**REQUIREMENT**. Copy the lines verbatim, beginning with the line that contains "[indicate] the fire truck front" and continuing through the end of the data, and only those lines.

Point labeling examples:
==================================================
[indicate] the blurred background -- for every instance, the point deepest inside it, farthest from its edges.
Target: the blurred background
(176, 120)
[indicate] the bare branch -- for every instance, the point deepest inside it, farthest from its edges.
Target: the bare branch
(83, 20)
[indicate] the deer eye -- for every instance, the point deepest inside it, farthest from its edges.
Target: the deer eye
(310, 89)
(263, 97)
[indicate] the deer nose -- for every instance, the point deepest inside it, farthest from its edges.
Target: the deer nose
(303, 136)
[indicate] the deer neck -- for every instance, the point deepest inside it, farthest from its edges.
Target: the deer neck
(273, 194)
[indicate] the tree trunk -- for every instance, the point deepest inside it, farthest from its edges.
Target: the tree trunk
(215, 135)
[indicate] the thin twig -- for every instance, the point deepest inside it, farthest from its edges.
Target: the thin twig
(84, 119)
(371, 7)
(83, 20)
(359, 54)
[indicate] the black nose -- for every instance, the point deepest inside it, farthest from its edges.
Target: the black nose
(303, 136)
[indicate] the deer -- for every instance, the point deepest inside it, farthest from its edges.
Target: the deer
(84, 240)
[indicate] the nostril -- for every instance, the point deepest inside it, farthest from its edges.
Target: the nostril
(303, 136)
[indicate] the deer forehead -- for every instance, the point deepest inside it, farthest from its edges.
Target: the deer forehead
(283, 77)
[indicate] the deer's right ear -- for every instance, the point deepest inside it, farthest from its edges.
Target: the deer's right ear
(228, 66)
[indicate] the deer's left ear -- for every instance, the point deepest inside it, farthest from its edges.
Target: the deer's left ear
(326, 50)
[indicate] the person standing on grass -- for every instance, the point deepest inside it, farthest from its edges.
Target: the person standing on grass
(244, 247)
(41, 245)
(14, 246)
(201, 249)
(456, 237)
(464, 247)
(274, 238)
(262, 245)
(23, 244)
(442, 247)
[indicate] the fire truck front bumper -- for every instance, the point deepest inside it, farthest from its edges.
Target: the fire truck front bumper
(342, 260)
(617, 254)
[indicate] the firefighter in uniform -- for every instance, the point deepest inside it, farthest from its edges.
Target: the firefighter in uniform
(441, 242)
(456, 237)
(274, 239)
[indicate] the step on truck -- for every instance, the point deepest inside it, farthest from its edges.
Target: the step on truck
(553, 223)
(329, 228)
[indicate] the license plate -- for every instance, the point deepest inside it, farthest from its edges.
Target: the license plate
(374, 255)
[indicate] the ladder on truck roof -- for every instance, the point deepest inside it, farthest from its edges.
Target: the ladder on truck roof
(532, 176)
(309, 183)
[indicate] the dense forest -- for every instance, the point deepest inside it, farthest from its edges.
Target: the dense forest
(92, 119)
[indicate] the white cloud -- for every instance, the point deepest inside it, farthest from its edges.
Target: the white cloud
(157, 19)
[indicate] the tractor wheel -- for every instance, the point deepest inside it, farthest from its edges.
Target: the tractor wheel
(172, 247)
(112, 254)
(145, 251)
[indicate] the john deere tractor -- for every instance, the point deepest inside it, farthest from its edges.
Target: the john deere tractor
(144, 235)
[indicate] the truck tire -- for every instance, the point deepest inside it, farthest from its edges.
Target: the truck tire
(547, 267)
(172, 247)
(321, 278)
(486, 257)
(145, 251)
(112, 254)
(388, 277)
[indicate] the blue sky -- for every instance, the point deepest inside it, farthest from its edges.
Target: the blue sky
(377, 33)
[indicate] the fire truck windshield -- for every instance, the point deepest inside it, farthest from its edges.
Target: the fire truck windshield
==================================================
**RESULT**.
[indicate] the fire truck front bumper -- for every instance, the point deepest inside it, farthest from its edges.
Target: the fire truck front bumper
(342, 260)
(617, 254)
[indicate] the firefighter in uniform -- for every instance, the point deepest inside it, farthest from its edges.
Target: the firefighter in uniform
(441, 242)
(456, 237)
(274, 239)
[indicate] the step on truck -- for every instance, the point deepest inside it, farthest from its edges.
Target: the step on truck
(553, 223)
(329, 228)
[indicate] the license plate -- for every instance, the point deepest inside it, farthest from its edges.
Target: the license plate
(374, 255)
[indicate] the ladder on truck roof -- for every instance, the point deepest inside it, farthest from its edges.
Target: the ladder on truck roof
(532, 176)
(309, 183)
[indicate] the dense forest -- for every instance, the point deepest inside it, farthest from its edges.
Target: the dense forest
(92, 119)
[indicate] the white cloud -- for every instance, the point deepest inside it, farthest from its edges.
Target: the white cloud
(157, 19)
[indicate] the tractor wheel -- for every instance, the point deepest inside it, farthest from its edges.
Target: the tractor wheel
(172, 247)
(112, 254)
(145, 251)
[indicate] the john deere tractor -- for every instance, the point deepest inside it, farthest from its edges.
Target: the john deere tractor
(144, 235)
[indicate] the truck tire -- for every instance, the point deepest inside it, farthest from its edges.
Target: the truck tire
(547, 267)
(172, 247)
(321, 278)
(486, 257)
(145, 251)
(112, 254)
(388, 277)
[indicate] the blue sky -- for every instance, the point deepest inside it, farthest from its edges.
Target: the blue sky
(377, 33)
[indicate] the fire truck windshield -- for every instance, the point deepest inside it, farthest from its edges.
Target: the fire truck windshield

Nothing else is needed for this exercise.